REQUIRED ACTION |
Nothing outside the range is wanted. Repeat exactly the lines below from the one with "Each instance of the planter" through the one with "Each instance of the plant in".

GIVEN ENTRIES |

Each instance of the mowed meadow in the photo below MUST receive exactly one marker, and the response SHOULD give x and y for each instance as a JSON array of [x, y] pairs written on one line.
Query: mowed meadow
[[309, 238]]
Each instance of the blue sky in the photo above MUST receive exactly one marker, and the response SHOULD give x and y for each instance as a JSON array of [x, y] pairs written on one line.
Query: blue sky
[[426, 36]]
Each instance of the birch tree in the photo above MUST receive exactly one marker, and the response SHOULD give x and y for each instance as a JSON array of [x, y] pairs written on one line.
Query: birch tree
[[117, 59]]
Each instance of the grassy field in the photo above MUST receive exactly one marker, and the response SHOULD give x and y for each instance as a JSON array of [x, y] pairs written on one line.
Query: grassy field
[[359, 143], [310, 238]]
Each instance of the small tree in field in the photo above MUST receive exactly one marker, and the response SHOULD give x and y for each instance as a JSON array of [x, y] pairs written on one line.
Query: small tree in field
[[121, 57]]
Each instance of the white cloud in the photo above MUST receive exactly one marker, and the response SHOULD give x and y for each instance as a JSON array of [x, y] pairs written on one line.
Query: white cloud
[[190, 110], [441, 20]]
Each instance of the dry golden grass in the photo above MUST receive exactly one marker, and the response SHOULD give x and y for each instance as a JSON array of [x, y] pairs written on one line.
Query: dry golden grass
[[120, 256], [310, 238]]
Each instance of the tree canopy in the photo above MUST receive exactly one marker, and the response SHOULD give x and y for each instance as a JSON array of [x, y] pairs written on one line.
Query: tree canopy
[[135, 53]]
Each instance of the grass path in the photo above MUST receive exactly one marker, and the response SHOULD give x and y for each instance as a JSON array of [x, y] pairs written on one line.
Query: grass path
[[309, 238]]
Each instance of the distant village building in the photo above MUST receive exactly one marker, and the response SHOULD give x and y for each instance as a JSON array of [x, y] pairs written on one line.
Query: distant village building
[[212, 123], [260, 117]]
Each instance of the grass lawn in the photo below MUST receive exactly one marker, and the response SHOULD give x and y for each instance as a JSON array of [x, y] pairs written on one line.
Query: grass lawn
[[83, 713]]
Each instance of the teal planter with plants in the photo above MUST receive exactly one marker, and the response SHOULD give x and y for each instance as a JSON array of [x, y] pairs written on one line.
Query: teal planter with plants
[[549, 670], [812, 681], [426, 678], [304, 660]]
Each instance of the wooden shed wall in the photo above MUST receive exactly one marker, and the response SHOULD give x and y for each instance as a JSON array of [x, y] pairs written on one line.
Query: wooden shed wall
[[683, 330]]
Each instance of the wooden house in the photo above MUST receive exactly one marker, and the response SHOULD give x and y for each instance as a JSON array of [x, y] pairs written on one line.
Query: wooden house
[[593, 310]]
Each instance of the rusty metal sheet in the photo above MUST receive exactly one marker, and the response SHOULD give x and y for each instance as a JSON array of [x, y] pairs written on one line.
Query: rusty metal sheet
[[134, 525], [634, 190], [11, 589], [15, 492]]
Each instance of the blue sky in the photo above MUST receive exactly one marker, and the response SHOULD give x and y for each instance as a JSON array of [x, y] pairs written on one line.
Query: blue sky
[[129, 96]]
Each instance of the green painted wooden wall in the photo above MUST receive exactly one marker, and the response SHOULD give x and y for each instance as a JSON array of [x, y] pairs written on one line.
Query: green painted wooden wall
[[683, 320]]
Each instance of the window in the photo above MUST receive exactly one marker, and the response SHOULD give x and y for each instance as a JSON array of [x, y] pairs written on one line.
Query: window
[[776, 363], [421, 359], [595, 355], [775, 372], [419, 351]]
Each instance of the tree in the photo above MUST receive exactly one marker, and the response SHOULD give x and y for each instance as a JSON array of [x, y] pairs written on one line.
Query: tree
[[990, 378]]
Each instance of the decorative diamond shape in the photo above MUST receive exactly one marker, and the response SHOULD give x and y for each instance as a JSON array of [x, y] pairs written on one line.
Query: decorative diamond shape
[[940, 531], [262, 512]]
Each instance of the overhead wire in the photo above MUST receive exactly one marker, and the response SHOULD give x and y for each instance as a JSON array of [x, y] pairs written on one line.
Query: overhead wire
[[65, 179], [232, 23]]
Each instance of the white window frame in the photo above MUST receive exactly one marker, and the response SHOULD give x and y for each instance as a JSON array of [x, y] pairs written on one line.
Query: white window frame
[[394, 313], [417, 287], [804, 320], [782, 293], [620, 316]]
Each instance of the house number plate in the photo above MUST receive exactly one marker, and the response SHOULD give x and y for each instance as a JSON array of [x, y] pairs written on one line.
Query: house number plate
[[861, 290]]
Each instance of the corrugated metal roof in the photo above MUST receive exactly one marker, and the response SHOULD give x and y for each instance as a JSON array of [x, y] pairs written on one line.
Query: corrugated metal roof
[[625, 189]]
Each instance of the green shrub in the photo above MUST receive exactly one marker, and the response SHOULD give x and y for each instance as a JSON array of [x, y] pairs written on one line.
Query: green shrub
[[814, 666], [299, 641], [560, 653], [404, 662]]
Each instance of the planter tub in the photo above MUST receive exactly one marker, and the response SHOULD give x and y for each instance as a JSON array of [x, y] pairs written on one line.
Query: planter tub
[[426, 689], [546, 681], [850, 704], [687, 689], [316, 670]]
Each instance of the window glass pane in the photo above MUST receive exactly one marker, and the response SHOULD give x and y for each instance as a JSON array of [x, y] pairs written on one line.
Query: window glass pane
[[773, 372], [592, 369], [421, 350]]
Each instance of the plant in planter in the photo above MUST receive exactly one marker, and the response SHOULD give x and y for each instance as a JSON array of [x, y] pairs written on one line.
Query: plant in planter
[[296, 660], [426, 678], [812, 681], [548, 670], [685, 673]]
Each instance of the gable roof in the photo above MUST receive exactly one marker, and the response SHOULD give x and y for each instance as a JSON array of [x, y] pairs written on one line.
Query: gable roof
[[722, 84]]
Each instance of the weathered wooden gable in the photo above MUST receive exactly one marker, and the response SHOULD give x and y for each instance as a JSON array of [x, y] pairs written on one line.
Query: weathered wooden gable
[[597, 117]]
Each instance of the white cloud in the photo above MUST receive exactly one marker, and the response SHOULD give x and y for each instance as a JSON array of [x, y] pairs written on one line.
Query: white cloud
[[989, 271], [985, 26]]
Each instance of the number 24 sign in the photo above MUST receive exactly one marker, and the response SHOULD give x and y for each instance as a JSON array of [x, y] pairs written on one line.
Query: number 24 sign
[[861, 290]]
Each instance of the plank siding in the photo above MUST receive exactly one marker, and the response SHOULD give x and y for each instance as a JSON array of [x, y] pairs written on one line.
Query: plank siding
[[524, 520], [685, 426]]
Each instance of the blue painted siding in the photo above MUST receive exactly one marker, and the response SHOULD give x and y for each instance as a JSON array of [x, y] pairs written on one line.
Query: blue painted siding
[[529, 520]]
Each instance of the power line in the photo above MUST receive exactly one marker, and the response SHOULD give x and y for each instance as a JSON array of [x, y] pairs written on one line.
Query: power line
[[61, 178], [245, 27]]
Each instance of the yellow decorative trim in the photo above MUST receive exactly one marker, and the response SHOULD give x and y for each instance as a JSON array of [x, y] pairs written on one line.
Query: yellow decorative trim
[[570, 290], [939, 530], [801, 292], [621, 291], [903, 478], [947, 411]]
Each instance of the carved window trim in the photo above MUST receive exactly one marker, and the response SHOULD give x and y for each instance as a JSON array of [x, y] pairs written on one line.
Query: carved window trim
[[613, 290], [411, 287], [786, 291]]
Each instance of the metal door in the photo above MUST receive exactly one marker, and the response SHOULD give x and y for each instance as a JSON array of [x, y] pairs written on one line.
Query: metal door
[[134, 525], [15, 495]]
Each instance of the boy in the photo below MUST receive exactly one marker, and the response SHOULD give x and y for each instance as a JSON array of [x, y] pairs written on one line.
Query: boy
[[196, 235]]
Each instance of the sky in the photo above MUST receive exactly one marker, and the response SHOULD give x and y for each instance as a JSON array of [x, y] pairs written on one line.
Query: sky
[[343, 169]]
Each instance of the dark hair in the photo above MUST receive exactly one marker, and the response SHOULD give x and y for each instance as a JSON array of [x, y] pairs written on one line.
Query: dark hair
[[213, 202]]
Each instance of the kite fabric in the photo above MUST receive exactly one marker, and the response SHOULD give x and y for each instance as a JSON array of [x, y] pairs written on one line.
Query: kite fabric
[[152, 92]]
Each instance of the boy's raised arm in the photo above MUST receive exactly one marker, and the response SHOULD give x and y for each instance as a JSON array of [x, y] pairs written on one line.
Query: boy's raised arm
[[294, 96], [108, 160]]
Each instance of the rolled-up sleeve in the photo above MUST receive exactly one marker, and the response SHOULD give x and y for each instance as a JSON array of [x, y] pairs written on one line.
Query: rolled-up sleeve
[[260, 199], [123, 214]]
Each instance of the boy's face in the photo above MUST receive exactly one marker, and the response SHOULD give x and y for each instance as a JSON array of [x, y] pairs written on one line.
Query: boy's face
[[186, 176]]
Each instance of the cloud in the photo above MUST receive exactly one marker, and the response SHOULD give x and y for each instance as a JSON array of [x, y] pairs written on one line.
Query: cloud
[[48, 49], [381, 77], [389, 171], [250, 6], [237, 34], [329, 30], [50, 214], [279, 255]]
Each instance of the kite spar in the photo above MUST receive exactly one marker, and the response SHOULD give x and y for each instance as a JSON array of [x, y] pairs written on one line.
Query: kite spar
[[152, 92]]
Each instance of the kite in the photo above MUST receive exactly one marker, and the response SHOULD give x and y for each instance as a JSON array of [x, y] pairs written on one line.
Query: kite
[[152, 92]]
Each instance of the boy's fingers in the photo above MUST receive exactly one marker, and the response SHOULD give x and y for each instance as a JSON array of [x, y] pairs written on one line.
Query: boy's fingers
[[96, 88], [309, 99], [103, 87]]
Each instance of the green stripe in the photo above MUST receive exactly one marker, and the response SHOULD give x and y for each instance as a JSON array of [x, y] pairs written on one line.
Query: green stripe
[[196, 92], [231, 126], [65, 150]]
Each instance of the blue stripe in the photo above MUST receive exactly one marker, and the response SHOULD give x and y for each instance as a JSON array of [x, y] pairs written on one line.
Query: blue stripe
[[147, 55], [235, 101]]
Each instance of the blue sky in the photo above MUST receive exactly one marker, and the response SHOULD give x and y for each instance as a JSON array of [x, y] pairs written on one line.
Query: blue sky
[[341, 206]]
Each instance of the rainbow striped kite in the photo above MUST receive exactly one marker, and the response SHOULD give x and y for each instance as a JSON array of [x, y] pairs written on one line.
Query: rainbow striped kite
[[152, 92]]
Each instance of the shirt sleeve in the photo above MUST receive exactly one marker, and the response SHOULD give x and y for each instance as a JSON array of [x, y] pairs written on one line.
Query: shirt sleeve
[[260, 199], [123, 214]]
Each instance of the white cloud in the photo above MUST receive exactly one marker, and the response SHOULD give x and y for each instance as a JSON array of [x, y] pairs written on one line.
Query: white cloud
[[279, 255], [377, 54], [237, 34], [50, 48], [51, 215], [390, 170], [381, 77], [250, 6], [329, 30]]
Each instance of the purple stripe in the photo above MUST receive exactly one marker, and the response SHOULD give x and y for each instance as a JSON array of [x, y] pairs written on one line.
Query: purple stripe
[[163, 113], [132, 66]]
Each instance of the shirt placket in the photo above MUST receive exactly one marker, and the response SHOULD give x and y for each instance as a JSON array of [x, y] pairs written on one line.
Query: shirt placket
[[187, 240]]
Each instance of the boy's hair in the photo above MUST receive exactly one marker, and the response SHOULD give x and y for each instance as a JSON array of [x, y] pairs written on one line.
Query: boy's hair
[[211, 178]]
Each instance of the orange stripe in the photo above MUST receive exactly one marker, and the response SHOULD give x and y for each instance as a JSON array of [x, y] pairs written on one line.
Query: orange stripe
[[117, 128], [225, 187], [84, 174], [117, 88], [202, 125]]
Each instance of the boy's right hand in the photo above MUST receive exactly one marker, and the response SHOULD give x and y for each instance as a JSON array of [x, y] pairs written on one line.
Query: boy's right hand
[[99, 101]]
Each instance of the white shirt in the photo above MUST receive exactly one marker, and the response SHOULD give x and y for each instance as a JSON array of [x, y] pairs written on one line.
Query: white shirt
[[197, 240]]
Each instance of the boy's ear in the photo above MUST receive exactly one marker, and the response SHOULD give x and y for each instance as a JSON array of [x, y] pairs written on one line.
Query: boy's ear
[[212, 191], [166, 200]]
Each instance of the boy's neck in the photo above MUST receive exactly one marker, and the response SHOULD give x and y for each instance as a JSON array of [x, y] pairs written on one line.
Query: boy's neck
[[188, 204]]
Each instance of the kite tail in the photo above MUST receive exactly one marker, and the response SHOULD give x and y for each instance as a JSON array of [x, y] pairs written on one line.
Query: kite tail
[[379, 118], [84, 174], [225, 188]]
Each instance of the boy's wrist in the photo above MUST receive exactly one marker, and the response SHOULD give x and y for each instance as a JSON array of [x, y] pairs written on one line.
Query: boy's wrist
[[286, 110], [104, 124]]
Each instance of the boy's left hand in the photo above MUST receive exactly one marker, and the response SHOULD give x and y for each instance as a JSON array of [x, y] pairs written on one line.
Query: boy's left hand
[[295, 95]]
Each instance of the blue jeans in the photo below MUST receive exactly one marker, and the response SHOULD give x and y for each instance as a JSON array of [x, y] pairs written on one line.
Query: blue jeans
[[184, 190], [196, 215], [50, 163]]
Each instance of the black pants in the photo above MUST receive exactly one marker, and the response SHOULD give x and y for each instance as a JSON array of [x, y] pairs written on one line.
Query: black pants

YOUR SOLUTION |
Each instance of the planter tub in the photo above MUST receive exactly one marker, and the response SHOULD give x and y for each instance as a JSON array of [x, y] pairs written on one line.
Query: planter tub
[[426, 689], [546, 681], [850, 704], [687, 689], [316, 670]]
Each instance of the window glass pane in the photo above MUST receive exactly one marker, and the response SHOULD give x and y for each instance as a JSON array of [x, y] pairs written on one line.
Query: window glass pane
[[773, 372], [592, 369], [421, 350]]
Each instance of the plant in planter in the photo above MUST receive exactly one marker, and the response SHOULD give x and y for each instance as a JSON array of [x, y] pairs written on one line.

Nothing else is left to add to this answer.